Blair’s Role Said to Taint Times’ Sniper Coverage

Jayson Blair charmed his way past his mistakes at the New York Times, but his questionable reporting in the Washington-area sniper case earlier this year now makes suspect the Times’ entire coverage of the episode, according to a lengthy report on Blair’s past in the Washington City Paper.

“The Times may have to retract whole swaths of Blair’s sniper package, which includes 52 stories spanning last October through April. Week by week, the Times’ coverage helped to misshape public opinion on the sniper case — a rampage of carelessness that certainly taints the U.S. media, if not the sniper jury pool,” said the piece, written by editor Eric Wemple.

As the City Paper noted, “last Friday, the Times admitted that Blair’s April 26 story about a Texas woman whose son was missing in action in Iraq ‘incorporated passages from one published earlier by The San Antonio Express-News. The Times has been unable to determine what original reporting Mr. Blair did to produce it.’

“Blair, 27, had resigned the previous day.”

On the question of how Blair could have lasted so long at the Times given a number of corrections to his stories, the City Paper writes:

“Blair practiced immersion journalism at Times HQ on West 43rd Street. He came in early and left late. In between, he gossiped. A tireless reader of his own paper, Blair always had an on-point remark about a colleague’s work, along with plenty of material to skip to other topics. “He spent way too much energy doing journalism inside the building,” says a staffer.

To do - Continue the article above on Jayson Blair's sniper coverage, beginning after its final sentence.

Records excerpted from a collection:
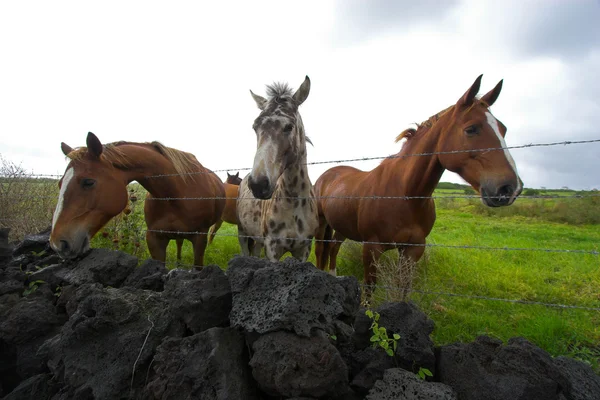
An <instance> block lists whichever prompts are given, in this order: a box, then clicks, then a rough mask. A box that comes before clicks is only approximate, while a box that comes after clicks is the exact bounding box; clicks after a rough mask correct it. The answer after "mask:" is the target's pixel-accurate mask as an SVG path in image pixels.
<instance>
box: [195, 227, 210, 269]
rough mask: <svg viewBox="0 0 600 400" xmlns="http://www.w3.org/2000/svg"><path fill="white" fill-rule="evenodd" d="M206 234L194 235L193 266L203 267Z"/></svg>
mask: <svg viewBox="0 0 600 400" xmlns="http://www.w3.org/2000/svg"><path fill="white" fill-rule="evenodd" d="M206 233H207V232H201V233H200V234H199V235H195V236H194V239H193V241H192V243H193V244H194V265H195V266H198V267H202V266H203V265H204V252H205V251H206V242H207V241H208V240H207V239H208V235H207V234H206Z"/></svg>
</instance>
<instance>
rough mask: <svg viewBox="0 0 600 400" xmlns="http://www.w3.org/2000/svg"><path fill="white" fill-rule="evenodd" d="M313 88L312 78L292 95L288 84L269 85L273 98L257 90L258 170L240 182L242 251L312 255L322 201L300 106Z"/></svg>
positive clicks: (239, 213)
mask: <svg viewBox="0 0 600 400" xmlns="http://www.w3.org/2000/svg"><path fill="white" fill-rule="evenodd" d="M309 91H310V79H308V76H307V77H306V79H305V80H304V82H303V83H302V85H301V86H300V88H299V89H298V90H297V91H296V92H295V93H292V90H291V88H290V87H289V86H288V85H287V84H281V83H275V84H273V85H270V86H267V98H266V99H265V98H264V97H261V96H258V95H256V94H254V93H252V91H250V93H251V94H252V97H253V98H254V101H255V102H256V104H257V106H258V108H259V109H260V110H261V113H260V115H259V116H258V118H256V120H254V125H253V128H254V131H255V132H256V138H257V149H256V155H255V156H254V164H253V167H252V171H251V172H250V174H248V175H247V176H246V177H245V178H244V179H243V180H242V183H241V184H240V191H239V195H238V199H237V213H238V221H239V224H238V238H239V242H240V246H241V248H242V254H244V255H250V254H251V253H252V255H255V256H260V253H261V250H262V248H263V247H264V249H265V254H266V256H267V258H268V259H269V260H270V261H278V260H279V259H280V258H281V256H283V255H284V254H285V253H286V252H288V251H289V252H290V253H291V254H292V256H294V257H296V258H297V259H299V260H301V261H306V259H307V258H308V256H309V254H310V249H311V246H312V239H313V237H314V235H315V233H316V229H317V227H318V216H317V205H316V201H315V197H314V192H313V188H312V184H311V182H310V179H309V177H308V171H307V168H306V143H307V142H309V143H310V140H309V139H308V138H307V137H306V135H305V133H304V125H303V124H302V118H301V117H300V113H299V112H298V107H299V106H300V105H301V104H302V103H303V102H304V100H306V98H307V97H308V93H309Z"/></svg>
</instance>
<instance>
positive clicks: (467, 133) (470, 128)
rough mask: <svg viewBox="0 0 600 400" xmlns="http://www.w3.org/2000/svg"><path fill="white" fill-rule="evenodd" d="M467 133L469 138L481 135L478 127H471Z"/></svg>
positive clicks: (472, 126)
mask: <svg viewBox="0 0 600 400" xmlns="http://www.w3.org/2000/svg"><path fill="white" fill-rule="evenodd" d="M465 133H466V134H467V135H469V136H473V135H477V134H478V133H479V128H478V127H477V125H471V126H470V127H468V128H467V129H465Z"/></svg>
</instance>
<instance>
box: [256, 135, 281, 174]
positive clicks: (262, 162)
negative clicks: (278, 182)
mask: <svg viewBox="0 0 600 400" xmlns="http://www.w3.org/2000/svg"><path fill="white" fill-rule="evenodd" d="M276 157H277V146H276V145H275V143H274V142H273V140H272V139H271V138H270V137H268V138H266V140H265V141H264V142H263V143H262V144H261V146H259V148H258V149H257V150H256V155H255V157H254V165H253V167H252V177H253V178H254V179H256V178H257V177H258V176H266V177H267V178H268V179H269V182H273V180H277V178H279V177H278V176H275V175H276V173H277V171H278V169H279V167H280V165H279V163H278V162H277V159H276ZM274 178H275V179H274ZM272 184H273V183H272Z"/></svg>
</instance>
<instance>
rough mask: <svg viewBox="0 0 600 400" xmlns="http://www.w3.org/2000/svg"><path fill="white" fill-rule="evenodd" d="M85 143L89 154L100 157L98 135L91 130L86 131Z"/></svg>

Written response -
“Colleagues, in fact, may have overlooked Blair’s poor reporting because he did such good work on internal affairs.”

Meanwhile, William McGowan, whose book “Coloring the News: How Crusading for Diversity Has Corrupted American Journalism” won last year’s Thumbs Down award from the National Association of Black Journalists, jumped on the Blair case to publicize the new paperback edition of his book, the subtitle now changed to “How Political Correctness Has Corrupted American Journalism.”

“Mr. Blair’s resignation has exposed one of the biggest forms of hypocrisy in today’s media — the double standard which protects shoddy reporters in the name of diversity, all the while labeling as ‘racist’ anyone who points to the obvious and insists that such double standards exist,” McGowan said in the news release.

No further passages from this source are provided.